** Start of Records for processing **

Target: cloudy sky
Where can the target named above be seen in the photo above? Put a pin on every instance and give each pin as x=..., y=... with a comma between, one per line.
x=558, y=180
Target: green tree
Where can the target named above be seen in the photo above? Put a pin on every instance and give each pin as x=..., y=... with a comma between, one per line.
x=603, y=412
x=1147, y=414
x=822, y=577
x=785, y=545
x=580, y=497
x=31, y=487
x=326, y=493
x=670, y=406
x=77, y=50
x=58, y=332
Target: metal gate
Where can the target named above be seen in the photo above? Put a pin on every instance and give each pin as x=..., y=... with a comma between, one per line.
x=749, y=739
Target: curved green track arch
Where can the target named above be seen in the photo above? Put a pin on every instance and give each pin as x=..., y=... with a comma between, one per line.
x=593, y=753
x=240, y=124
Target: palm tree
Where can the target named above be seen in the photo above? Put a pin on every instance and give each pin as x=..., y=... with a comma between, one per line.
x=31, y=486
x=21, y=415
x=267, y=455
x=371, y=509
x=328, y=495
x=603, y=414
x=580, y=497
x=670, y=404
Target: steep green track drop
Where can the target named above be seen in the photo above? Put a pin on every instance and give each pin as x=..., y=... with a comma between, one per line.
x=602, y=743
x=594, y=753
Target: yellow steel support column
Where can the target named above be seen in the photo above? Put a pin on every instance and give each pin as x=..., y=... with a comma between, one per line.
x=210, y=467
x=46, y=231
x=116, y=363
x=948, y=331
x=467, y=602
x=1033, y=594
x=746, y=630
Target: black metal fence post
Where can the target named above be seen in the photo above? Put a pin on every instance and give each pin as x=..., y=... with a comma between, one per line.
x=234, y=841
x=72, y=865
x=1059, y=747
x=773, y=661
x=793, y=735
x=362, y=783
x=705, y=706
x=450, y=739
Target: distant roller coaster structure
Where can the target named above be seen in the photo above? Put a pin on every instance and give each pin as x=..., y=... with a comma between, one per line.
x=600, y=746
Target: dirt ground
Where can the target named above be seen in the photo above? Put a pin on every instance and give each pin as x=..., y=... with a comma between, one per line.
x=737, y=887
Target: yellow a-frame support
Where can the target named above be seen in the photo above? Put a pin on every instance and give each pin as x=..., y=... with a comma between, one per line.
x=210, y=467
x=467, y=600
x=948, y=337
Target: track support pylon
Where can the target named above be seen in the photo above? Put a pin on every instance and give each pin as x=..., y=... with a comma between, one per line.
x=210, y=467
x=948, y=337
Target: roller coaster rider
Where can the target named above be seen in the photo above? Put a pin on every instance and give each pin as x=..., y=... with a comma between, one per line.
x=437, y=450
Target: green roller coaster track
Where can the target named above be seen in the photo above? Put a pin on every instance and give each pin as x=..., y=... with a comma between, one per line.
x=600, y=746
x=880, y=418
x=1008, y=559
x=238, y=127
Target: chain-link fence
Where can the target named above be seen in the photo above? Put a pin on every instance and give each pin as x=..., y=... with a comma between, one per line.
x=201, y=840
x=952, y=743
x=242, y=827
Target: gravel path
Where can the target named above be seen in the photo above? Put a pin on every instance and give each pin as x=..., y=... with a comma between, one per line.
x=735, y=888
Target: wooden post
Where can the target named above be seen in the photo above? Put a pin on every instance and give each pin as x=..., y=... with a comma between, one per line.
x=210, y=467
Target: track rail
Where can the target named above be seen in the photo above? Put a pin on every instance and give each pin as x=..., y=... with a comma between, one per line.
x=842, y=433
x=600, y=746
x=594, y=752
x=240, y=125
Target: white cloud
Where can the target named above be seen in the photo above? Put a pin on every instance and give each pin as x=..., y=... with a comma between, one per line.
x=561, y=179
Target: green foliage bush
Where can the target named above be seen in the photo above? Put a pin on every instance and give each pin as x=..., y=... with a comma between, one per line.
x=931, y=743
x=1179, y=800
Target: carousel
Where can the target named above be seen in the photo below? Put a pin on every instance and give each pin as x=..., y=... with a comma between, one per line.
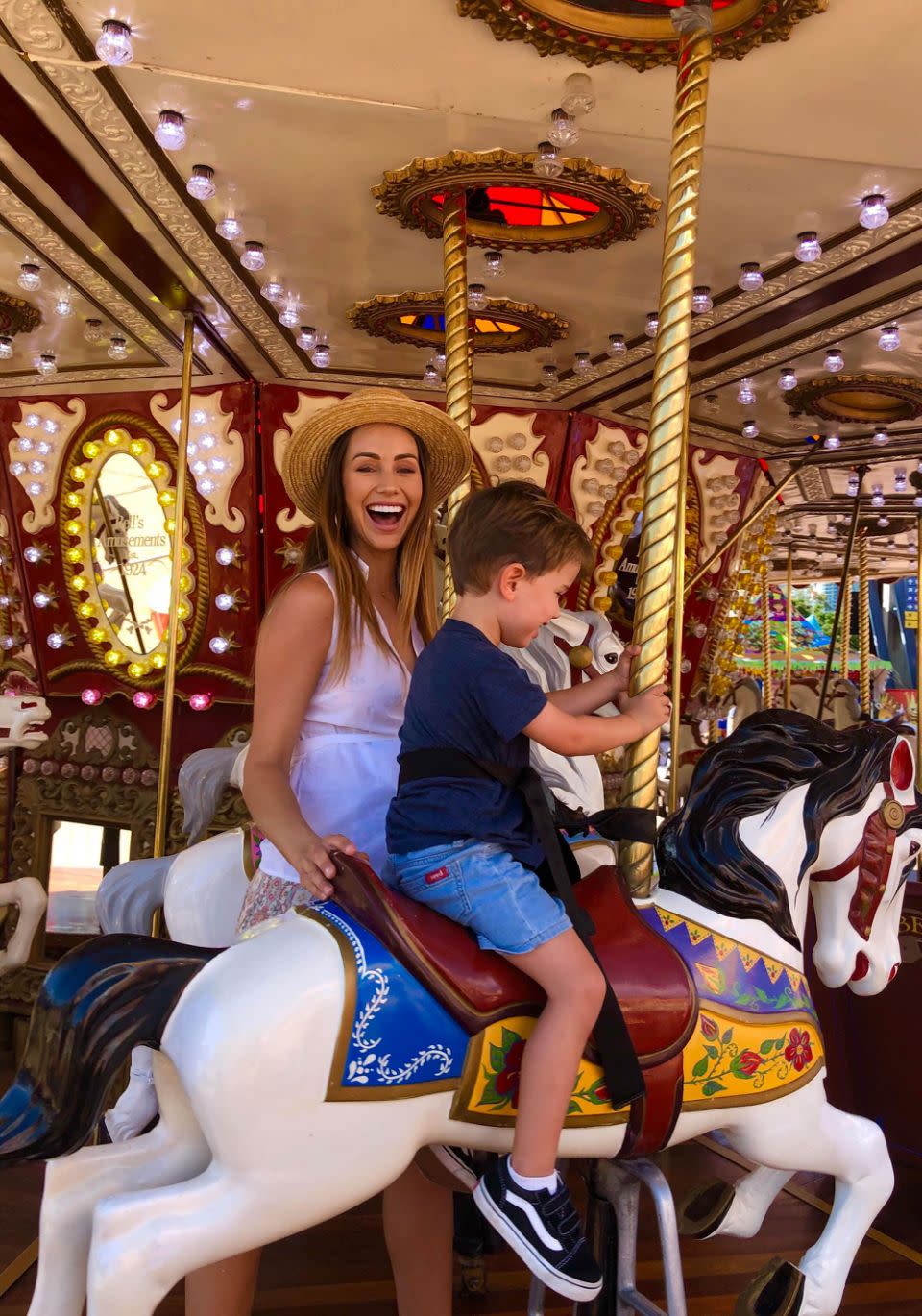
x=217, y=223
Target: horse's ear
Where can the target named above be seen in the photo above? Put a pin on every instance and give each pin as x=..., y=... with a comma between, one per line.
x=901, y=767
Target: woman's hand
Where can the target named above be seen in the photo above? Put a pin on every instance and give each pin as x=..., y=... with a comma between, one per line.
x=313, y=864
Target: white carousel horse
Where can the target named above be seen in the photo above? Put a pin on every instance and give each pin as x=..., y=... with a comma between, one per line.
x=21, y=720
x=255, y=1141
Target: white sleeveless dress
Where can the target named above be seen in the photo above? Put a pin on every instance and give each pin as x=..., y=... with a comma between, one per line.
x=344, y=770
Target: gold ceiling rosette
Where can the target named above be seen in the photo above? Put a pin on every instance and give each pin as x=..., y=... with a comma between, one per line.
x=511, y=207
x=17, y=316
x=865, y=399
x=634, y=32
x=419, y=319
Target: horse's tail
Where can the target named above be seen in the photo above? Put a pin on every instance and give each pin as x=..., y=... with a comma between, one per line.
x=98, y=1003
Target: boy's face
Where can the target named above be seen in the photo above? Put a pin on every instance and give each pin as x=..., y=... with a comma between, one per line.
x=531, y=601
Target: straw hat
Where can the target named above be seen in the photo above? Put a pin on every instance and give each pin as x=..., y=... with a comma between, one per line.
x=448, y=449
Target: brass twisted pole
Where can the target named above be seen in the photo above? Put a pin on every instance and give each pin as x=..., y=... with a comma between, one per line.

** End of Records for processing **

(Problem statement)
Reproduce every one of the rows above verbatim, omitting the pictures from your answer.

(Result)
Target: cloudy sky
Where can the target named above be seen in the photo above? Put a pin on every instance and give each pin as x=..., y=... with a comma between, one per line.
x=558, y=180
Target: green tree
Where can the target named above be seen in the photo above? Put a pin on every instance and give each pin as x=..., y=... with a comma between, one per line.
x=603, y=412
x=1147, y=414
x=822, y=577
x=785, y=545
x=580, y=497
x=31, y=487
x=326, y=493
x=670, y=406
x=77, y=50
x=58, y=332
Target: metal gate
Where can the target named above be seen in the photo above? Put a pin on every instance and give each pin as x=..., y=... with a comma between, one per line.
x=749, y=739
Target: curved green track arch
Where can the target named above be seen in the photo above? Put a pin on every instance and give each pin as x=..., y=... with a comma between, one per line.
x=593, y=753
x=240, y=124
Target: palm tree
Where can the target named above be seen in the photo above? Put a pin on every instance and give each pin as x=..., y=... with a comma between, one per line.
x=31, y=486
x=21, y=415
x=267, y=455
x=371, y=509
x=328, y=495
x=603, y=414
x=580, y=497
x=670, y=404
Target: steep green track drop
Where can the target named above be seen in the photo above? Put a pin on every instance and give each pin as x=..., y=... with a comma between, one per line.
x=602, y=743
x=594, y=753
Target: yellow steel support column
Where can the target named above be seen in the photo above? Put a pin on every instance and give each pin as x=..., y=... with a comma between, one per line.
x=210, y=467
x=46, y=231
x=116, y=363
x=948, y=331
x=467, y=602
x=1033, y=594
x=746, y=630
Target: black metal fence post
Where can the target named above be seen in the photo above? Put a pin on every instance and give each pin as x=..., y=... with a comma between, one per line.
x=234, y=841
x=72, y=865
x=1059, y=747
x=773, y=661
x=793, y=735
x=362, y=783
x=705, y=706
x=450, y=739
Target: distant roller coaster structure
Where can the target named above be seen in the photo above? Put a pin on every instance and give each pin as x=..., y=... with a comma between, one per line.
x=600, y=746
Target: dirt ground
Where can the target named above be seen in the photo above? Put a pin on every instance and give each pin as x=..., y=... with a comma between, one per line.
x=737, y=887
Target: yellow a-frame support
Where can the target named above be seen in the photo above? Put a pin on every instance and give each pin as x=..., y=... with a comma between, one per line.
x=210, y=467
x=467, y=600
x=948, y=337
Target: track support pylon
Where can the target named above be seen in the photo above? Put a pin on every instance and give each pin as x=..., y=... with a comma between, one per line.
x=210, y=467
x=948, y=337
Target: roller coaster rider
Where can the target named above be seen in the photo above? Put a pin on every instance and give each pin as x=..., y=... with a comma between, one per line.
x=437, y=450
Target: green roller coaster track
Where can the target named above be seen in the photo above? Put a pin on every instance and give each pin as x=..., y=... with a comma between, one per line.
x=600, y=746
x=880, y=418
x=1008, y=559
x=238, y=127
Target: chain-link fence
Where can the target named above be seen in the photo above? Put a pin on every instance and give each pin as x=..., y=... with a comma between, one per line.
x=201, y=840
x=952, y=743
x=242, y=827
Target: gravel path
Where can the target named above be seen in the photo above? Put a pin on every instance and give each pin as x=..., y=... with a comma between, one per line.
x=735, y=888
Target: wooden post
Where can the target named above be seen in the photo above? Put a pin on every instance and give each pin as x=..., y=... with a comma between, one per line.
x=210, y=467
Target: track rail
Where can the target named above be seen in the photo above? Put a pin on every instance and give each pin as x=..., y=... with a comma between, one per line.
x=842, y=433
x=600, y=746
x=594, y=752
x=240, y=125
Target: white cloud
Where can the target named above be seen in the photo above? Put a pin on every instance and give each pin as x=..., y=... with a comma between, one per line.
x=561, y=179
Target: green foliage bush
Where can the target named above be seen in the photo above? Put a pin on every instance and give each pin as x=..., y=... with a comma between, one per line.
x=931, y=743
x=1179, y=800
Target: carousel
Where can the target named above be seen in the photo below? Put a pin on every instance and give each pin as x=..., y=... with a comma between, one per line.
x=217, y=223
Target: horse's ear
Where can the target named above be seen in the photo above? Put a pin on every instance and give each pin as x=..., y=... with a comma between, one per line.
x=901, y=767
Target: woman's hand
Where can the target named above be seen in the photo above? Put a pin on every instance and give each pin as x=..., y=... with a comma between, one per line.
x=313, y=864
Target: white carousel horse
Where can the target named above be seen in the photo above? Put a pin on every instance and give each pin as x=..., y=... with a comma between, one per line.
x=21, y=720
x=255, y=1141
Target: white sleeveless dress
Where can the target named above be seen in the photo above? Put a pin on every instance and give each pin as x=..., y=... with a comma between, one per line.
x=344, y=770
Target: gold ceiling rosette
Where can the target named above be seen in the photo above? Put a pin on every instance and give each pin as x=..., y=... with a comma between, one per line.
x=511, y=207
x=17, y=316
x=865, y=399
x=634, y=32
x=419, y=319
Target: horse's tail
Where can the target named above be seen in the photo above? Put a pin on every instance and give each pin as x=..., y=... with a comma between, one per line.
x=98, y=1003
Target: boy's face
Where can the target named above be seen in the photo above? Put a pin on every instance and give each pin as x=..., y=... with a comma between, one per line.
x=531, y=601
Target: straw hat
Where can the target named above be seen in the photo above? Put a pin on every instance and give each pin as x=..., y=... with a comma between, one per line.
x=448, y=449
Target: brass twisted pole
Where can the target named above be seen in the photo above? Put a pin on every instance and give each pin as x=..., y=... with a comma between, one per line.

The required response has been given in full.